§ **Source document**:
[Start of section]

Background: The purpose of this study was to evaluate and compare full-field electroretinography (ERG) and multifocal electroretinography (mfERG) results in detecting retinal dysfunction in a large number of asymptomatic patients treated with hydroxychloroquine (Hy).
Methods: Fifty eyes in 50 patients with rheumatic diseases who had been using Hy for a period of time ranging from 30 months to 15 years, and 25 eyes in 25 healthy controls, were evaluated. Receiver operator characteristic (ROC) curves were calculated to determine the sensitivity and specificity of abnormal values in patients compared to the normal controls.

[End of section]

§ **Exercise**: Say whether each statement agrees with the hydroxychloroquine study summary above, giving yes or no and quoting the deciding words: 1. The control group contributed 25 eyes from healthy people. 2. Every patient had used hydroxychloroquine for at least five years. 3. The patients evaluated had symptoms of retinal disease.

§ **Given information**:
[Start of section]

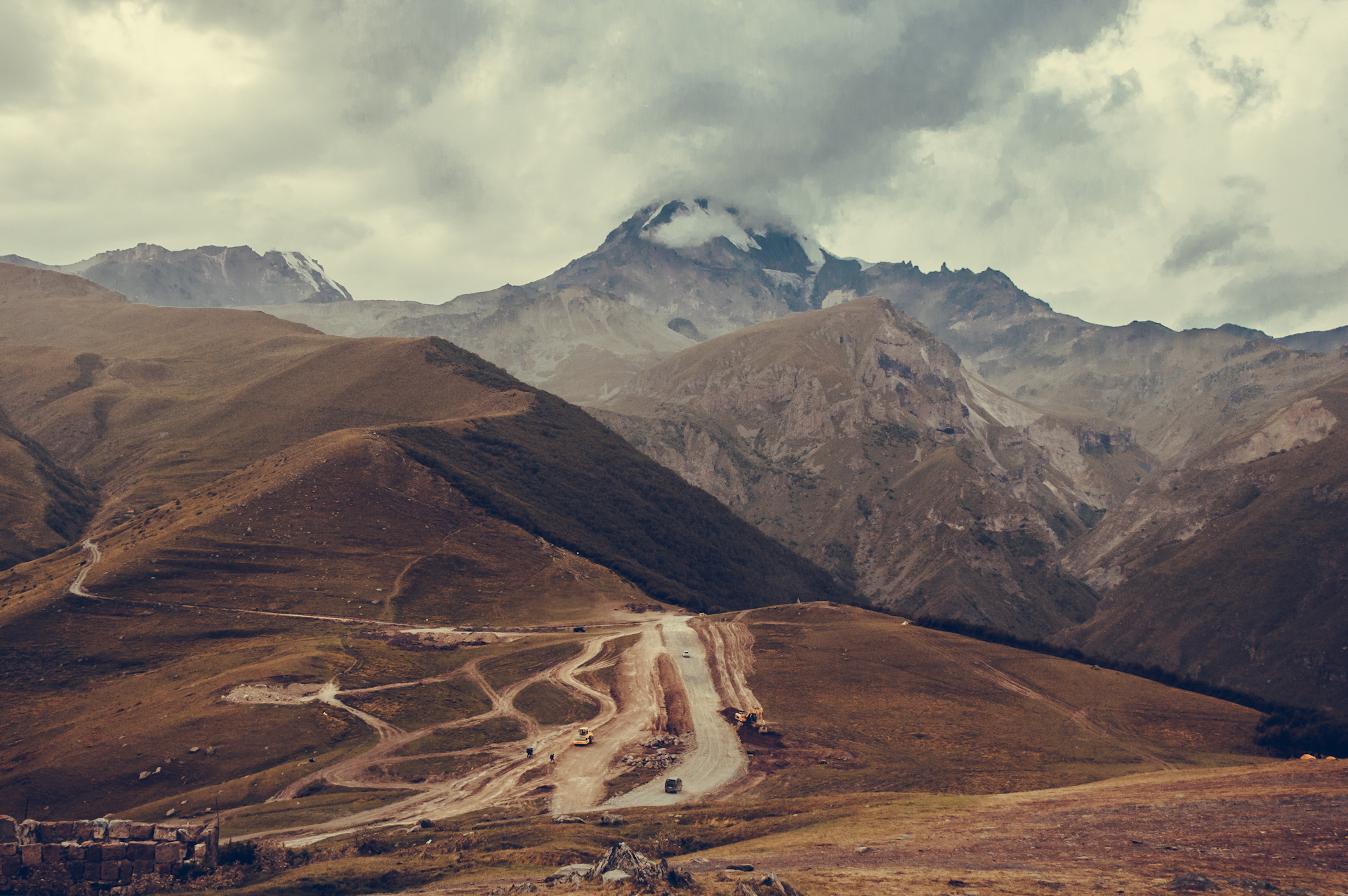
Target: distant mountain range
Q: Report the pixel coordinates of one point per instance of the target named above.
(206, 277)
(949, 447)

[End of section]

§ **Exercise answer**:
1. Yes: "25 eyes in 25 healthy controls"
2. No: "ranging from 30 months to 15 years"
3. No: "asymptomatic patients treated with hydroxychloroquine (Hy)"